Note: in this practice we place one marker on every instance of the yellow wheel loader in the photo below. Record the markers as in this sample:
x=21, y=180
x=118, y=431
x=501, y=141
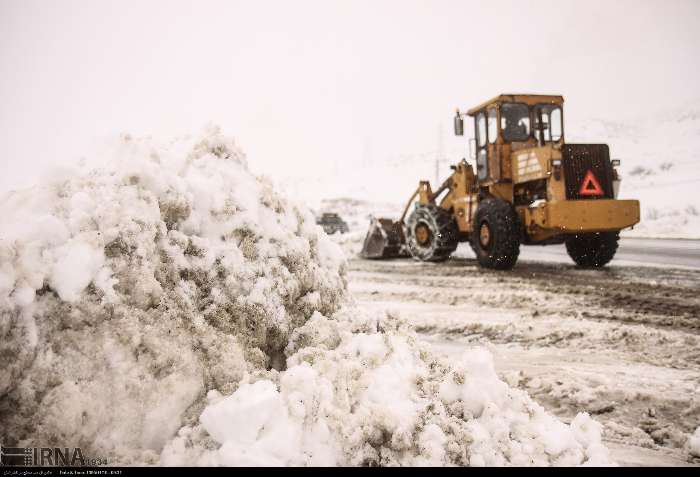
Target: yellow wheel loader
x=530, y=188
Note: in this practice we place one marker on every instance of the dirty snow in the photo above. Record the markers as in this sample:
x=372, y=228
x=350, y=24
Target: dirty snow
x=172, y=308
x=620, y=344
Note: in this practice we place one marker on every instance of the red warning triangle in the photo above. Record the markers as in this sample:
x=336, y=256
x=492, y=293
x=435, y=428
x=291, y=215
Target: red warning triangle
x=590, y=185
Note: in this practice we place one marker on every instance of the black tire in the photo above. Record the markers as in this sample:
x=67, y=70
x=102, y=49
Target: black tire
x=496, y=235
x=442, y=234
x=593, y=250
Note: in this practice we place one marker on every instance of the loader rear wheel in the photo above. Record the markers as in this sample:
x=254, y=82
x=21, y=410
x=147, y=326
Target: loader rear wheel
x=592, y=250
x=496, y=236
x=431, y=234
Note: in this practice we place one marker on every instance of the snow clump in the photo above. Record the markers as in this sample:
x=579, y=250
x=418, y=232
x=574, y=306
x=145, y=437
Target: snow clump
x=172, y=308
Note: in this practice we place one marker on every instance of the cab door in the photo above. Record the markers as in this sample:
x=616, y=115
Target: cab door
x=482, y=152
x=488, y=164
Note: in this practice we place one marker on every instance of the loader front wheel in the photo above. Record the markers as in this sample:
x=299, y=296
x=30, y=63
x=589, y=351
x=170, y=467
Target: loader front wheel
x=496, y=236
x=592, y=250
x=431, y=234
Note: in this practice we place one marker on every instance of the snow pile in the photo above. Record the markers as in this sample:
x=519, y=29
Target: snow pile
x=129, y=292
x=694, y=443
x=363, y=391
x=172, y=308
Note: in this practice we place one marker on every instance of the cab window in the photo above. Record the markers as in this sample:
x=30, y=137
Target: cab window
x=492, y=120
x=481, y=129
x=515, y=121
x=550, y=117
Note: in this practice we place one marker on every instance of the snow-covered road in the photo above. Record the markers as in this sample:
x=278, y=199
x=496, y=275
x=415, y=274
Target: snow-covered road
x=632, y=251
x=621, y=343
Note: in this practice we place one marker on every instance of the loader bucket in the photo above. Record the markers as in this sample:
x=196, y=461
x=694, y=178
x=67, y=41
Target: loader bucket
x=384, y=239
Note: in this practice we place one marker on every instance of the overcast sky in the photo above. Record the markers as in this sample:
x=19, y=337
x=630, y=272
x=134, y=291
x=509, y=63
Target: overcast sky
x=304, y=84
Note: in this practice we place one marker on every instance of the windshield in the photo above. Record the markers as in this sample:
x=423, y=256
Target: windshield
x=515, y=121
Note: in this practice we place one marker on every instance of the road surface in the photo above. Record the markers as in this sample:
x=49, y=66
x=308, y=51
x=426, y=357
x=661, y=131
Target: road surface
x=632, y=251
x=621, y=343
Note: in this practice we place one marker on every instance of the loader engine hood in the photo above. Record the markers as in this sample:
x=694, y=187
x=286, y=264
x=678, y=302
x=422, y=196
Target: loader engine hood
x=588, y=172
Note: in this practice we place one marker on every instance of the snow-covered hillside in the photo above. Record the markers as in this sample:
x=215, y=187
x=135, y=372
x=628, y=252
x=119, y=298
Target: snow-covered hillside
x=660, y=166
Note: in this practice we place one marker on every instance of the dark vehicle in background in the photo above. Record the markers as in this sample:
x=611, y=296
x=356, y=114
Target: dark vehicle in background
x=332, y=223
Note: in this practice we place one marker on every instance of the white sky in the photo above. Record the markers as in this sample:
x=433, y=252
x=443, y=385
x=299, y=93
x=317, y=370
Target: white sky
x=307, y=84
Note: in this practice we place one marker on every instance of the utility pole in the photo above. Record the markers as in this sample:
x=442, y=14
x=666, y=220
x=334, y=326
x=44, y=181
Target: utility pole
x=438, y=158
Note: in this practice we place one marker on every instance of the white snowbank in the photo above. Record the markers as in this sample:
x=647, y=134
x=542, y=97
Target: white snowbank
x=363, y=391
x=693, y=444
x=172, y=308
x=127, y=293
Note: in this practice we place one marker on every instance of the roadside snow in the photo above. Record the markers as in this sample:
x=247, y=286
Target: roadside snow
x=172, y=308
x=694, y=443
x=377, y=396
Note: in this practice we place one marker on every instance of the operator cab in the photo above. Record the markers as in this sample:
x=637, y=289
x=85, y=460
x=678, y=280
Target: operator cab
x=508, y=123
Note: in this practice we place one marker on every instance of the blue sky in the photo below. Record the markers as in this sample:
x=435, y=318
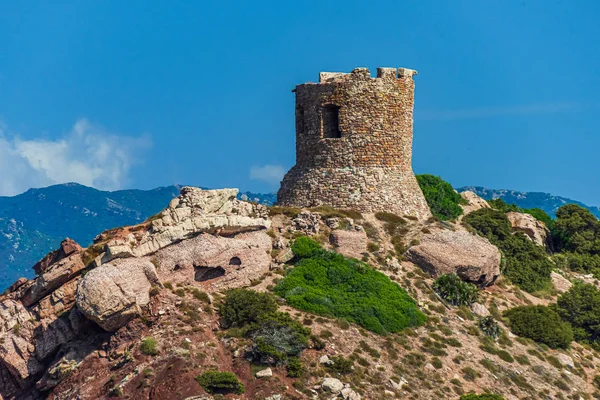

§ **WRITTEN TASK**:
Recast all the records above as a Markdown table with the columns Row and Line, with one numbered row per line and blank lines skipped. Leave the pictures out of the table.

§ **WRITTEN SOLUTION**:
| Row | Line |
|---|---|
| 1 | Note: in this practice we place one marker on every instance of the yellow wheel loader in the photo below. Record the markers as in this sample: |
| 2 | x=21, y=180 |
| 3 | x=118, y=431 |
| 4 | x=501, y=141 |
| 5 | Target: yellow wheel loader |
| 6 | x=530, y=188 |
| 7 | Note: in this practice we place one marker on every instance of the dirty snow in the photo above. Record the markers as in this sample: |
| 8 | x=372, y=228 |
| 9 | x=350, y=24 |
| 10 | Target: dirty snow |
| 11 | x=172, y=308 |
| 12 | x=620, y=344 |
| 13 | Note: in this practice we place one marker on every instance of the red warning triangle in the photo above. Record the markers as in this sample: |
| 14 | x=336, y=256 |
| 15 | x=492, y=293 |
| 16 | x=435, y=428 |
| 17 | x=291, y=215 |
| 18 | Target: red warning triangle |
| 19 | x=590, y=185 |
| 20 | Note: in this practice we place one marker on every instance of the black tire in the photo above. Record the markers as in this sample: |
| 21 | x=67, y=70 |
| 22 | x=102, y=49 |
| 23 | Target: black tire |
| 24 | x=496, y=235 |
| 25 | x=442, y=234 |
| 26 | x=593, y=250 |
| 27 | Note: in this practice we place one marker on every instance of the loader rear wheel in the photo above. Record the markers as in this sample: |
| 28 | x=254, y=82 |
| 29 | x=21, y=410 |
| 30 | x=147, y=326 |
| 31 | Target: loader rear wheel |
| 32 | x=592, y=250 |
| 33 | x=496, y=236 |
| 34 | x=431, y=234 |
| 35 | Note: in this practice we place one marker on every instance of the snow clump in the photo above. Record the markers as in this sample: |
| 36 | x=579, y=250 |
| 37 | x=418, y=232 |
| 38 | x=574, y=306 |
| 39 | x=145, y=437 |
| 40 | Target: snow clump |
| 41 | x=172, y=308 |
| 42 | Note: in this practice we place one marker on every instance of the cab door in the photo above. Record the markers as in this sample: |
| 43 | x=616, y=115 |
| 44 | Target: cab door |
| 45 | x=482, y=152 |
| 46 | x=488, y=164 |
| 47 | Note: in this practice we place one marker on every instance of the loader front wheel in the photo above. Record the markers as in this sample: |
| 48 | x=299, y=296 |
| 49 | x=30, y=63 |
| 50 | x=589, y=351 |
| 51 | x=170, y=467 |
| 52 | Target: loader front wheel |
| 53 | x=496, y=236 |
| 54 | x=592, y=250 |
| 55 | x=431, y=234 |
| 56 | Note: in this practice we place one marker on every instance of the snow pile in the photo above. Record the markers as in this sample: |
| 57 | x=519, y=29 |
| 58 | Target: snow pile |
| 59 | x=129, y=292 |
| 60 | x=694, y=443 |
| 61 | x=363, y=391 |
| 62 | x=172, y=308 |
| 63 | Note: in this practice we place one marker on every instance of the cab window in the photo above. Record the markers as in this sample: |
| 64 | x=30, y=137 |
| 65 | Target: cab window |
| 66 | x=492, y=120 |
| 67 | x=481, y=129 |
| 68 | x=515, y=121 |
| 69 | x=550, y=117 |
| 70 | Note: in this practice we place one marker on every instance of the snow-covered road in the photo above. Record the markers as in this sample: |
| 71 | x=278, y=199 |
| 72 | x=496, y=275 |
| 73 | x=415, y=274 |
| 74 | Target: snow-covered road |
| 75 | x=632, y=251 |
| 76 | x=621, y=343 |
| 77 | Note: in this practice we place one marker on every instance of the loader bucket in the photo above. Record the markers as in this sample: |
| 78 | x=196, y=461 |
| 79 | x=694, y=178 |
| 80 | x=67, y=41 |
| 81 | Target: loader bucket |
| 82 | x=384, y=239 |
| 83 | Note: in this practice we place one marker on every instance of the overcast sky in the photo above. Record the markers as in this sample: |
| 84 | x=19, y=337 |
| 85 | x=630, y=272 |
| 86 | x=134, y=291 |
| 87 | x=509, y=63 |
| 88 | Target: overcast sky |
| 89 | x=304, y=84 |
| 90 | Note: in this practice we place one marker on every instance of the windshield in the photo above. Record the markers as in this sample: |
| 91 | x=423, y=256 |
| 92 | Target: windshield |
| 93 | x=515, y=121 |
| 94 | Note: in this practice we place one marker on every instance of the road surface in the photo above. Record the markers as in this sample: |
| 95 | x=49, y=66 |
| 96 | x=308, y=51 |
| 97 | x=426, y=357 |
| 98 | x=661, y=131 |
| 99 | Target: road surface |
| 100 | x=632, y=251 |
| 101 | x=621, y=343 |
| 102 | Note: in this practice we place one marker on every instance of the loader engine hood in the photo above. Record the markers as in this sample: |
| 103 | x=694, y=187 |
| 104 | x=286, y=264 |
| 105 | x=678, y=302 |
| 106 | x=422, y=196 |
| 107 | Target: loader engine hood |
| 108 | x=588, y=172 |
| 109 | Note: in this practice we place one marker on every instance of the snow-covered hillside in the photo above. Record the markers as in this sample: |
| 110 | x=215, y=187 |
| 111 | x=135, y=372 |
| 112 | x=628, y=252 |
| 113 | x=119, y=298 |
| 114 | Target: snow-covered hillside |
| 115 | x=660, y=166 |
| 116 | Note: in this practice we place one marker on every instance of the dark vehicle in background in the photo above. Record the markers as in this sample: |
| 117 | x=611, y=296 |
| 118 | x=356, y=114 |
| 119 | Target: dark vehicle in background |
| 120 | x=332, y=223 |
| 121 | Note: in this practice we place one marker on every instance of the white sky in the photo above. Record the markers as in this sample: |
| 122 | x=433, y=252 |
| 123 | x=443, y=385 |
| 124 | x=299, y=93 |
| 125 | x=317, y=370 |
| 126 | Target: white sky |
| 127 | x=307, y=84 |
| 128 | Note: in this practice we place one marker on every instance of the utility pole in the photo above. Record the markers as in this sample: |
| 129 | x=442, y=14 |
| 130 | x=666, y=220 |
| 131 | x=334, y=326 |
| 132 | x=44, y=181 |
| 133 | Target: utility pole |
| 134 | x=438, y=158 |
| 135 | Note: in this practice we place one marker on every instance of the white snowbank in the photo above. Record the markers as in this sample: |
| 136 | x=647, y=134 |
| 137 | x=542, y=97 |
| 138 | Target: white snowbank |
| 139 | x=363, y=391 |
| 140 | x=693, y=444 |
| 141 | x=172, y=308 |
| 142 | x=127, y=293 |
| 143 | Note: in this practice we place one marker on every instance of the roadside snow in the photo above. Record the markers as in this sample: |
| 144 | x=247, y=286 |
| 145 | Target: roadside snow |
| 146 | x=172, y=308 |
| 147 | x=694, y=443 |
| 148 | x=377, y=396 |
| 149 | Note: in this practice we place one marker on every instance of the operator cab in the photo above. Record the markers as in this sample: |
| 150 | x=637, y=289 |
| 151 | x=85, y=460 |
| 152 | x=678, y=280 |
| 153 | Target: operator cab |
| 154 | x=508, y=123 |
| 155 | Note: in this practice we place one marker on every instance of the blue sky in the photo below. Record the markers as in this sample: |
| 156 | x=435, y=318 |